Currently, four types of payments can be processed through Faster Payments – immediate payments, forward dated payments, standing payment orders and Direct Corporate Access (single business payments with upto 250k pounds per transaction). Nearly every large and medium-sized Bank in the United Kingdon supports Faster Payments including the likes of Barclays and HSBC.
In response to all this rapid change, players across the payments spectrum and in adjacent verticals such as Retail & Telco will need to begin enhancing their mobile apps & in-store payments. Established card schemes such as Mastercard and Visa have begun rolling out API driven interfaces.
Trend #2 The Internet Leaders take increasing share of the consumer and corporate payments…
We are also witnessing a whole range of nimble competitors such as FinTechs and other financial institutions jockeying to sell both closed and open loop payments products to customers.
The likes of Apple, Amazon, Facebook, Alibaba, and Google are originating payments from not just their online portals and mobile apps but also from sensors, personal assistants (Echo, Siri etc) and voice-driven interfaces. These players will also drive capabilities into a range of payments related usecases – from Single View of Customer to Data Monetization to AML/Risk & Fraud detection.
Euromonitor contends that the leading mobile-centric nation in the world is China. In 2015, Chinese consumers made more purchases through mobile phones than using traditional computers. As of 2016, this number had increased to 2/3rd of all online purchases. Chinese players led by AliPay and WeChat are increasingly looking to replicate their domestic success abroad. This is being helped by global travel by Chinese consumers who are expected to take 225 million international trips in 2030, at a compound annual growth rate (CAGR) of 7.3% over 2016-2030. 
Trend #3 Regulators push for Open Data Sharing & Innovation…
With Payment Systems Directive 2 (PSD2), the European Parliament has adopted the legal foundation for the creation of an EU-wide single payments area (SEPA). While the goal of the PSD is to establish a set of modern, digital industry rules for all payment services in the European Union; it has significant ramifications for the financial services industry as it will surely current business models & foster new areas of competition. The key message from a regulatory standpoint is that consumer data can be opened up to other players in the payment value chain. This will lead to a clamor by players to own more of the customer’s data with a view to selling business services (e.g. accurate credit scoring, access to mortgage & other consumer loans and mutual funds etc) on that information.
Customers are demanding smarter UX capabilities and intuitive cross-channel interfaces. Technology built around ensuring that payment providers can create a single view of a Cardholder across multiple accounts & channels of usage will result in more ecross-sellross sell/upsell and better customer segmentation.

QUESTIONS ON THE MATERIAL:
A) According to the payments trends text, which nation does Euromonitor name as the leading mobile-centric nation in the world?
B) List the types of payments that the payments trends text says can currently be processed through Faster Payments.
C) Please quote everything in the payments trends text from "In response to" down to "products to customers.".
Rely on nothing but the payments trends text.

Collected data entries
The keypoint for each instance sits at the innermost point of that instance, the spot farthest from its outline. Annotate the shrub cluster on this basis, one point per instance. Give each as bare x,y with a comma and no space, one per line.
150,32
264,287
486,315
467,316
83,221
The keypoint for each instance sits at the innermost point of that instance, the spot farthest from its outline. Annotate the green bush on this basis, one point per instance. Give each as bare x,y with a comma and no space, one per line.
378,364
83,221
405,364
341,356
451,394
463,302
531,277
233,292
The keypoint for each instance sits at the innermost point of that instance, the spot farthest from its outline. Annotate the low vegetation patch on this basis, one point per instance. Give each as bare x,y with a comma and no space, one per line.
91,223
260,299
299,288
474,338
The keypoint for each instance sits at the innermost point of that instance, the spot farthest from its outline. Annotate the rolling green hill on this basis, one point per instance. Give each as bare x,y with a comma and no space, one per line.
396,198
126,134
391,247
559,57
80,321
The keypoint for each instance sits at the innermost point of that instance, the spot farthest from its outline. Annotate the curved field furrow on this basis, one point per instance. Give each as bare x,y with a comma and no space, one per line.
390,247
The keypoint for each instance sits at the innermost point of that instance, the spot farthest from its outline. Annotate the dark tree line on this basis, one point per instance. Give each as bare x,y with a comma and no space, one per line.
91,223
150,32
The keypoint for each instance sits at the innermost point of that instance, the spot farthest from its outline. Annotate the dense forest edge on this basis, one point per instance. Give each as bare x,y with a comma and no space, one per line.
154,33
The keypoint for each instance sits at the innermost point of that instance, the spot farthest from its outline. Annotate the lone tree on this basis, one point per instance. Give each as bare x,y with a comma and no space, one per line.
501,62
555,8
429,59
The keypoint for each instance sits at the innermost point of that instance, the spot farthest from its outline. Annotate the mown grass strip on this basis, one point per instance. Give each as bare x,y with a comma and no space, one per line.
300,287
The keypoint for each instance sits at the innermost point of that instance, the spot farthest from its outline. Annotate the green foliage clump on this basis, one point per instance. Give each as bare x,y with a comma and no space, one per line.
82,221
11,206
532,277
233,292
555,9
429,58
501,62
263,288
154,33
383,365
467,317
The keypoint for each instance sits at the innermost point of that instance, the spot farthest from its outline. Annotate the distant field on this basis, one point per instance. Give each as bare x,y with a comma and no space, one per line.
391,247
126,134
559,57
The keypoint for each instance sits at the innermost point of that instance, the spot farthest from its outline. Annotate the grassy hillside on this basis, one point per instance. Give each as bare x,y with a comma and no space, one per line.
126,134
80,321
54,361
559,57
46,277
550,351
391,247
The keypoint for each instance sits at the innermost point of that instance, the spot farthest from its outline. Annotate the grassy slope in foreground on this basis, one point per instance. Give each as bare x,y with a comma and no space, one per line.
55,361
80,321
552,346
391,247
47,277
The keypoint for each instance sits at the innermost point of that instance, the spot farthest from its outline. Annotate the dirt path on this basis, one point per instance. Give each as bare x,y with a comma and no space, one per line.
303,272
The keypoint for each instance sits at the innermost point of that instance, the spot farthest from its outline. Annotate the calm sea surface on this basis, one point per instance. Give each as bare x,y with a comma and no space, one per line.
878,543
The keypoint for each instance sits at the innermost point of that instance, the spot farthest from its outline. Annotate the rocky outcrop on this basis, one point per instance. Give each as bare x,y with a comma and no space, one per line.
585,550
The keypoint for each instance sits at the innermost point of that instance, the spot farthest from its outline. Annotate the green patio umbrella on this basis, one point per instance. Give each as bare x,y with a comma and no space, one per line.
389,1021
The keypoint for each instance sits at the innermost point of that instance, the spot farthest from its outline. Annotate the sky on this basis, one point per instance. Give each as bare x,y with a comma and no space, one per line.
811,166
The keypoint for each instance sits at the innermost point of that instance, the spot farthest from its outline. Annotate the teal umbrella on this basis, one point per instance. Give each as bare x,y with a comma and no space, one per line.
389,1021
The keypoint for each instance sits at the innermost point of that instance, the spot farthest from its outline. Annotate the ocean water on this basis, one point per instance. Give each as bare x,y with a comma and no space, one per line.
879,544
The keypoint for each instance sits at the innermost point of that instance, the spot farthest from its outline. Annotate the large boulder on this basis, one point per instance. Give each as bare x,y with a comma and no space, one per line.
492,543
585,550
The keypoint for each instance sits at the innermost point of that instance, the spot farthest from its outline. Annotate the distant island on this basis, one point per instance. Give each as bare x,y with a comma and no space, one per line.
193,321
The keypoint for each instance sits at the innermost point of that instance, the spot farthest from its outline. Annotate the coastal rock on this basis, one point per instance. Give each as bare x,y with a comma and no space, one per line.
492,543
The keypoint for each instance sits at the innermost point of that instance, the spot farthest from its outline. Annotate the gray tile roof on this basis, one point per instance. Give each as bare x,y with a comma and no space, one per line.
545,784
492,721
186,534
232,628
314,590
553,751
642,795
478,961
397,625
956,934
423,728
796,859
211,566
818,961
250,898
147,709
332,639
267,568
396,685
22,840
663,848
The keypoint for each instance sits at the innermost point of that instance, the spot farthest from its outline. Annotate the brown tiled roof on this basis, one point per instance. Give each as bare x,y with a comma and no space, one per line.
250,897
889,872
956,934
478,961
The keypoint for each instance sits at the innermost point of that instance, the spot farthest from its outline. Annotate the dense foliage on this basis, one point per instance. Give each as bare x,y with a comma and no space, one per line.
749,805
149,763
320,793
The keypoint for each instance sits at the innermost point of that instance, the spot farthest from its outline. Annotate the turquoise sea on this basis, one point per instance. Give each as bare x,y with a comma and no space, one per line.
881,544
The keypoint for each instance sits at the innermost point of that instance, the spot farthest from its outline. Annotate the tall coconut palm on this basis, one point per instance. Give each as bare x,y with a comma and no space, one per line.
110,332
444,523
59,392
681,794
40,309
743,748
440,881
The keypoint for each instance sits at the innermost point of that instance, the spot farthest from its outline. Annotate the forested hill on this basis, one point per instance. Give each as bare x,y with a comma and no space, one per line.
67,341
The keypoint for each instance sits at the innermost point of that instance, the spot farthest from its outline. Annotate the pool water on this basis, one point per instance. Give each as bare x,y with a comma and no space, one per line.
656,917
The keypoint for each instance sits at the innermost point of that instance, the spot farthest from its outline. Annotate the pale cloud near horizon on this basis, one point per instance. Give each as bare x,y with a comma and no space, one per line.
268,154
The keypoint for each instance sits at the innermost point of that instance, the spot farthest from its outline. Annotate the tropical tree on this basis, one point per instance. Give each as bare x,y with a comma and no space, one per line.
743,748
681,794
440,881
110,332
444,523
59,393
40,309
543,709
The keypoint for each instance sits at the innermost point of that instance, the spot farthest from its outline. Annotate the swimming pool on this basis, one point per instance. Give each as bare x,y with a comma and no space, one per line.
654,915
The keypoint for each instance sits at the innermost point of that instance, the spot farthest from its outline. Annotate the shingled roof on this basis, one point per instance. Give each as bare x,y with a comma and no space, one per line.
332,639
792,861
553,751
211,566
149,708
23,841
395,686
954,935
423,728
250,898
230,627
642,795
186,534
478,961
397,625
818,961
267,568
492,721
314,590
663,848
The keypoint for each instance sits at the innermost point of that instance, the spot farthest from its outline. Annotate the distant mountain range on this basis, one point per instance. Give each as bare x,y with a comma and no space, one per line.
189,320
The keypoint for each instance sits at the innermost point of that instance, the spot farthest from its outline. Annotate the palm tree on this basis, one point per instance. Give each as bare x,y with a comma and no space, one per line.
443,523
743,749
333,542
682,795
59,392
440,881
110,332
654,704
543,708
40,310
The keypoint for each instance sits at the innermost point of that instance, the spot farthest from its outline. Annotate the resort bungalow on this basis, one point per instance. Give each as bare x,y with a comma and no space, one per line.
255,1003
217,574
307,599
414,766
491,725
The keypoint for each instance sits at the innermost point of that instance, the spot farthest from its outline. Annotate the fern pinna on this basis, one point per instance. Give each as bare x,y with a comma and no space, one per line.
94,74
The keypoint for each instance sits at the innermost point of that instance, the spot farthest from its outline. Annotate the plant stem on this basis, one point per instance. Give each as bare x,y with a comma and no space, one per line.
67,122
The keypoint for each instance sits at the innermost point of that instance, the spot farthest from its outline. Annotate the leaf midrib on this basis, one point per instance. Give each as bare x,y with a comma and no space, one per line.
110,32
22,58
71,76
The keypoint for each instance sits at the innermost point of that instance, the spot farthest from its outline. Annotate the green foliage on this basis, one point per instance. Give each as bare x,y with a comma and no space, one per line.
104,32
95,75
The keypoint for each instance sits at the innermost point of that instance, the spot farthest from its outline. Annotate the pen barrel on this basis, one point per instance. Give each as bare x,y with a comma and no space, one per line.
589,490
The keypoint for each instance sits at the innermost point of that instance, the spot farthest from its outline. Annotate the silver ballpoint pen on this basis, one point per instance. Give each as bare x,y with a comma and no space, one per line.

REPLIES:
A) China.

B)
- Immediate payments
- Forward dated payments
- Standing payment orders
- Direct Corporate Access (single business payments with up to 250k pounds per transaction)

C)
In response to all this rapid change, players across the payments spectrum and in adjacent verticals such as Retail & Telco will need to begin enhancing their mobile apps & in-store payments. Established card schemes such as Mastercard and Visa have begun rolling out API driven interfaces.
Trend #2 The Internet Leaders take increasing share of the consumer and corporate payments…
We are also witnessing a whole range of nimble competitors such as FinTechs and other financial institutions jockeying to sell both closed and open loop payments products to customers.